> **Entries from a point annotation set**
━━━━━━━━━━━━━━━━

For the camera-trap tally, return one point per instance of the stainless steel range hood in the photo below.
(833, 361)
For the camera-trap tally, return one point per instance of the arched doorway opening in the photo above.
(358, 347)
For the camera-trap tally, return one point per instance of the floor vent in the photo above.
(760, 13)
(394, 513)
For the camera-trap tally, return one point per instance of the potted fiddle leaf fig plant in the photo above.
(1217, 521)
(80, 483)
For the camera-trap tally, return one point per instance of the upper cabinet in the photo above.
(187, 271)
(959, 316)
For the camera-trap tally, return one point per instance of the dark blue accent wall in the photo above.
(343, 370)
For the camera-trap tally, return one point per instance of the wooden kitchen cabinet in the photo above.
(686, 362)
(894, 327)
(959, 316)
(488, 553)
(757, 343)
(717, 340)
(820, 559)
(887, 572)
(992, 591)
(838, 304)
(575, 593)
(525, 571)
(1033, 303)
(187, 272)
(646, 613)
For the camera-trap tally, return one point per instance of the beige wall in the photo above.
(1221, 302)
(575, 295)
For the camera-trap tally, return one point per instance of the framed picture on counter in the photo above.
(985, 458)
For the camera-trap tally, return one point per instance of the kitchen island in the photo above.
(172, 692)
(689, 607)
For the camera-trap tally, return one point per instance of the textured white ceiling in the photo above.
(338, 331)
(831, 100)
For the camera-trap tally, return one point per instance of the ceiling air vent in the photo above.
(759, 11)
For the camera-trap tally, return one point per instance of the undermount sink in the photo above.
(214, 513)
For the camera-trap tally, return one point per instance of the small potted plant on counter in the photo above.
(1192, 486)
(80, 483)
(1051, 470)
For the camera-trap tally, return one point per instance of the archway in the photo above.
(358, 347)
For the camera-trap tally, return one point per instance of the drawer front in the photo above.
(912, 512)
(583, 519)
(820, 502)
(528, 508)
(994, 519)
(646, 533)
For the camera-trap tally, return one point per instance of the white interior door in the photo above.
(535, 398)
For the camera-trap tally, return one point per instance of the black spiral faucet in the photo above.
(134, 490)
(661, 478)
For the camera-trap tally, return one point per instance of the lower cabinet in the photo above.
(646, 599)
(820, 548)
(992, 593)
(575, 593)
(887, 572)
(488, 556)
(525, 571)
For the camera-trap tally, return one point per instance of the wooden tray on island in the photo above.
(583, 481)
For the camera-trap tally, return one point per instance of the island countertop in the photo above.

━━━━━━━━━━━━━━━━

> **Problem statement**
Set down the listing in full, keeping every word exactly as it is.

> **Written solution**
For the camera-trap tally, return one point per instance of the stainless steel range hood in the photo below.
(833, 361)
For the camera-trap tally, return one point per instance of the arched doorway opening in the photo above.
(358, 347)
For the camera-trap tally, return one point per instance of the floor vent in the photo above.
(760, 13)
(394, 513)
For the camera-trap tally, return one point per instance of the potted fiddle leaf fig plant in the photo above.
(1217, 521)
(80, 483)
For the camera-trap tally, return one point per instance of the upper cabinet in the photo above.
(187, 271)
(959, 316)
For the camera-trap tally, return one point per instance of the dark blue accent wall in the photo above.
(343, 370)
For the camera-trap tally, return one point per instance of the wooden kitchen cabinet in the photo above.
(686, 362)
(894, 327)
(959, 316)
(488, 553)
(757, 343)
(717, 340)
(820, 559)
(887, 572)
(992, 591)
(838, 304)
(575, 593)
(525, 571)
(1033, 303)
(187, 272)
(646, 613)
For the camera-trap tally, return one point per instance of the beige wall in the photo above.
(1221, 302)
(575, 295)
For the camera-trap tally, return one point per instance of the framed picture on counter in the photo above.
(985, 458)
For the camera-trap tally, return one point per instance of the kitchen island in the photo above.
(172, 692)
(689, 607)
For the camera-trap tally, return one point per instance of the textured white ceiling in the photo above.
(338, 331)
(831, 100)
For the camera-trap tally, return one point per instance of the ceiling air vent in the photo above.
(759, 11)
For the camera-trap tally, return one point per instance of the undermount sink in the photo above.
(214, 513)
For the camera-trap tally, return one point per instance of the small potted plant on counter in the photo above.
(1192, 486)
(80, 483)
(1051, 470)
For the camera-trap tally, return one point per instance of the archway in the photo above.
(358, 347)
For the camera-trap tally, return one point per instance of the drawer front in the photo above.
(912, 512)
(583, 519)
(820, 502)
(528, 508)
(994, 519)
(646, 533)
For the camera-trap tally, return one point per instance of the white interior door in the photo above.
(535, 398)
For the camera-trap tally, return one point per instance of the black spiral faucet in the photo above.
(134, 490)
(661, 478)
For the camera-trap tally, return one point per instance of the lower cabinet in the photo above.
(646, 599)
(820, 548)
(992, 593)
(575, 593)
(887, 572)
(488, 556)
(525, 571)
For the camera-trap tally, return one point per instance of the wooden tray on island in the photo above.
(583, 481)
For the camera-trap tally, return one point per instance of the island countertop in the photo above.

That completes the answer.